━━━━━ 本文抜粋 ━━━━━

『定本 黒部の山賊』(伊藤正一:著 山と渓谷社)、読了。
ノンフィクションです。最初に刊行されたのは1964年(昭和39年)とずいぶん前ですが、これは近年文庫化されたもの。
舞台は敗戦から間もない昭和20年代から30年代にかけての黒部。まだ登山道の整備も進んでおらず大部分が人跡未踏の地だったとされる黒部の山中を縦横に行き来し、そこでさまざまな手段をもって生計を立てていた「山賊」と呼ばれる男たちがいた。たまたま山小屋経営に携わることになったことをきっかけに、彼らとの交流を深めていった著者の見た「山賊」の実像と在りし日の黒部を描いたものです。
著者は黒部の山小屋経営者で北アルプスを広く踏破した登山家であり、登山愛好家団体の設立者でもありました。

━━━━━

やること:
1. 『黒部の山賊』を紹介する文章から、「舞台は敗戦から間もない昭和2」から「団体の設立者でもありました。」までを一字一句そのまま書き写してください。
2. 『黒部の山賊』の紹介文によれば、この本が最初に刊行されたのは何年ですか。
3. 『黒部の山賊』を紹介する文章を、最後の文のあとから書き継いでください。

━━━━━ 提供データ ━━━━━

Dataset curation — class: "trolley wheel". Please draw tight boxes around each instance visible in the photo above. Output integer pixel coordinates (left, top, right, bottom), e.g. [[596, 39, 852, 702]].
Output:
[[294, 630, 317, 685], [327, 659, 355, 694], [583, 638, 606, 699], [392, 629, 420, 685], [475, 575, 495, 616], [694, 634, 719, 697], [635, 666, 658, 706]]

━━━━━

解答一覧:
1.
舞台は敗戦から間もない昭和20年代から30年代にかけての黒部。まだ登山道の整備も進んでおらず大部分が人跡未踏の地だったとされる黒部の山中を縦横に行き来し、そこでさまざまな手段をもって生計を立てていた「山賊」と呼ばれる男たちがいた。たまたま山小屋経営に携わることになったことをきっかけに、彼らとの交流を深めていった著者の見た「山賊」の実像と在りし日の黒部を描いたものです。
著者は黒部の山小屋経営者で北アルプスを広く踏破した登山家であり、登山愛好家団体の設立者でもありました。

2. 1964年(昭和39年)です。

3.
これはもう抜群におもしろい。登山とは縁のないわたしですが、すぐに引き込まれてあっという間に読んでしまいました。
内容は山賊たちの話だけでなく、埋蔵金や山の怪談(以前読んだ『山怪』の話と感触が共通しているのが興味深いです)に遭難事件、山小屋経営についてと、まとまりがないといえばそうなのですが、それぞれがそれぞれにおもしろいので、全く気になりません。
職業作家ではない著者の文章は簡潔でありながら達意。実直に語られる内容自体が十二分におもしろいので、余計な文飾がないことがむしろ本書の価値を高めている気がします。ノンフィクションの一つのお手本といってよいかも。
これは良い本です。
今日の本 ‐ 『山怪』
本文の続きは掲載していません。